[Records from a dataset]

· · · ·

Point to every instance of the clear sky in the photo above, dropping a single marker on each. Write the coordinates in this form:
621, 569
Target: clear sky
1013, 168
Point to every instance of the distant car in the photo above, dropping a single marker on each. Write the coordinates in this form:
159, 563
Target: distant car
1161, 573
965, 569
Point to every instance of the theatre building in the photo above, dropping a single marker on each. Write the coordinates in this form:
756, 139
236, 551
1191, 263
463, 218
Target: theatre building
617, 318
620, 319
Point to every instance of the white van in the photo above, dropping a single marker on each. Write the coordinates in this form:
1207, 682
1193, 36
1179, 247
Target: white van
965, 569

· · · ·

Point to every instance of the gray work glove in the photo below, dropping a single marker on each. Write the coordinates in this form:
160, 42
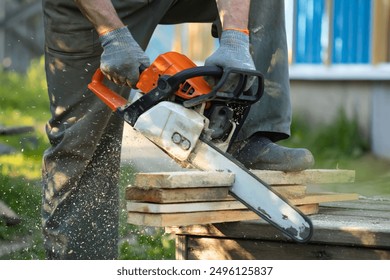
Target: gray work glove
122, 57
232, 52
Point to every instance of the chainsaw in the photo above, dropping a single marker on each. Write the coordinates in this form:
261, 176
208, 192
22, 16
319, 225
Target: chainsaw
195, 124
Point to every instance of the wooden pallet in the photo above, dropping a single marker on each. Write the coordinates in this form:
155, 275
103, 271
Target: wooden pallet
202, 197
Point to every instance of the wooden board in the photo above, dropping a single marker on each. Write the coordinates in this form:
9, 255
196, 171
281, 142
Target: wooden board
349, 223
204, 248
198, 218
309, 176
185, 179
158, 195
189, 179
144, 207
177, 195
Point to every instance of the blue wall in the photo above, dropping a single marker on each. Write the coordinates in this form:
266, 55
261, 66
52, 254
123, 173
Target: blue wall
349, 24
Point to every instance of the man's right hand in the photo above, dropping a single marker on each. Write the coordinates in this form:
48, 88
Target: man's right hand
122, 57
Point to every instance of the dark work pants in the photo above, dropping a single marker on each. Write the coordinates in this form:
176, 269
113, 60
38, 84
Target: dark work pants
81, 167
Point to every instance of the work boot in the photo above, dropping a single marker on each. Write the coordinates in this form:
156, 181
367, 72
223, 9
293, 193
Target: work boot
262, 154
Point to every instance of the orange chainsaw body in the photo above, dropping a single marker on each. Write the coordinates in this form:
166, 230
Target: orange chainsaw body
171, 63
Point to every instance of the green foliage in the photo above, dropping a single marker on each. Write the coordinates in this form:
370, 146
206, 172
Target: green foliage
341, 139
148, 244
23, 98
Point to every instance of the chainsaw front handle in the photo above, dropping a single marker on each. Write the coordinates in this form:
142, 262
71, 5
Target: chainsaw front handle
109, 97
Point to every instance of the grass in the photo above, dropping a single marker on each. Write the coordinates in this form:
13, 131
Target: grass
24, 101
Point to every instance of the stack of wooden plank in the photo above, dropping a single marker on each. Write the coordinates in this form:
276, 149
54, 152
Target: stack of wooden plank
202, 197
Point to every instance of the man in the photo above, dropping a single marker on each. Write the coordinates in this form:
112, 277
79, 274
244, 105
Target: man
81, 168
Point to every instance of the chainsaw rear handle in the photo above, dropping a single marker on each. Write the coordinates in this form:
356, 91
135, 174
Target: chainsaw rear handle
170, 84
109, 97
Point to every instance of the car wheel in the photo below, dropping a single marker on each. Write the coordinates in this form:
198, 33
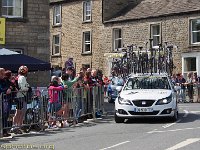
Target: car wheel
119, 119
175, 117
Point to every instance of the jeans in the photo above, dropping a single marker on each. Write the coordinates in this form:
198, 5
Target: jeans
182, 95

· · · ·

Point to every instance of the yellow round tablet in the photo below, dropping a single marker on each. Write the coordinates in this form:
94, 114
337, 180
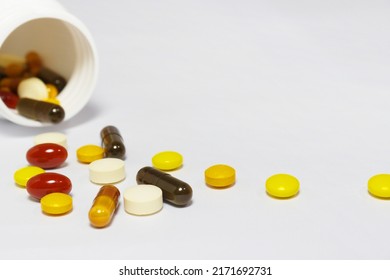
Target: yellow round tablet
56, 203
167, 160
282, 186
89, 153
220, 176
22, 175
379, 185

· · · ·

● **Exercise aim**: Filter the entries above down to the lines that contain the word "pallet", copying each such line in full. Matching is case-sensitive.

● **Solution to this problem**:
Point to every instance of the wooden pallet in the photo above, dropping a single marker on each. Write the coordinates in this form:
Target: wooden pallet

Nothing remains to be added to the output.